Kerjakan Ini:
Susunlah hanya bagian yang diawali baris berisi "Locate every instance of the flowing" dan berakhir pada baris terakhir data sebagai daftar bernomor. Sertakan kedua ujungnya dan hilangkan baris kosong.

Data yang Diberikan:
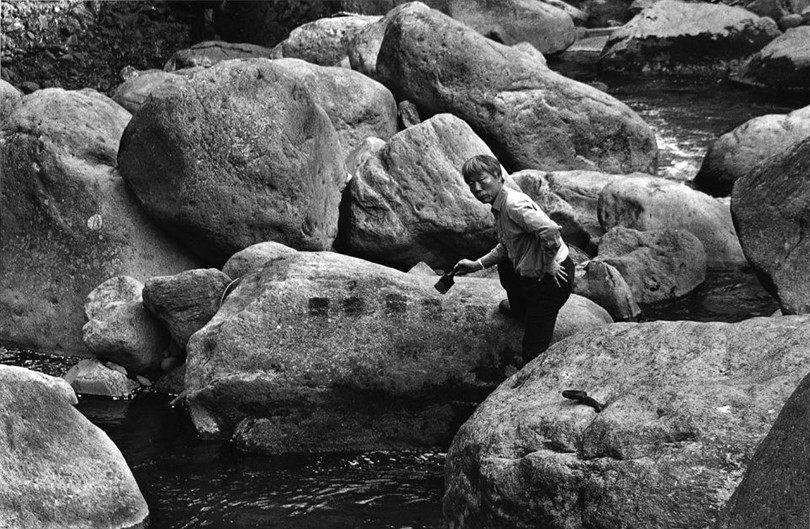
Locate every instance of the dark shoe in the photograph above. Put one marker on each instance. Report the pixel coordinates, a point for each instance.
(504, 307)
(583, 398)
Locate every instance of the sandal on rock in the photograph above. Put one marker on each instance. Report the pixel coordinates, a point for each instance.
(583, 398)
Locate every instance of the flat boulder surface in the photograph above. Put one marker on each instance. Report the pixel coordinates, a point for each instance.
(69, 222)
(239, 154)
(531, 117)
(771, 215)
(57, 469)
(253, 257)
(318, 351)
(185, 302)
(325, 41)
(358, 106)
(687, 39)
(652, 203)
(409, 203)
(775, 490)
(736, 153)
(658, 265)
(132, 93)
(686, 405)
(208, 53)
(546, 27)
(783, 64)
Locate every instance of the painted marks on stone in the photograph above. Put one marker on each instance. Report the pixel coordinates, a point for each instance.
(393, 305)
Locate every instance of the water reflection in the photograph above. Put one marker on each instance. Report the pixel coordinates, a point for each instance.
(190, 483)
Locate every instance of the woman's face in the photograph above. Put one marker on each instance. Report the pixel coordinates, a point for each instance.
(484, 186)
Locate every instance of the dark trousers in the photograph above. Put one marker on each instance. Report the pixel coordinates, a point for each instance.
(536, 302)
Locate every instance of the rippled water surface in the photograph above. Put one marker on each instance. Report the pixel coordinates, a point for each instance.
(686, 115)
(189, 483)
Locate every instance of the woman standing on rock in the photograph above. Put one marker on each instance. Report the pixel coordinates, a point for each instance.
(533, 262)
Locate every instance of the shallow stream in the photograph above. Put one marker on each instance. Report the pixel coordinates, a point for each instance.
(189, 483)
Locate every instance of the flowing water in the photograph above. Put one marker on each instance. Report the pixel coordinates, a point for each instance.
(189, 483)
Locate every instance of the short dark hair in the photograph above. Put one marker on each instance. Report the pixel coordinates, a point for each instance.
(483, 163)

Hasil Latihan:
1. Locate every instance of the flowing water in the photograph above. Put one marker on each instance. Report the pixel coordinates, a point for each instance.
2. (189, 483)
3. Locate every instance of the short dark hair in the photograph above. Put one marker on each instance. Report the pixel coordinates, a point for each instance.
4. (483, 163)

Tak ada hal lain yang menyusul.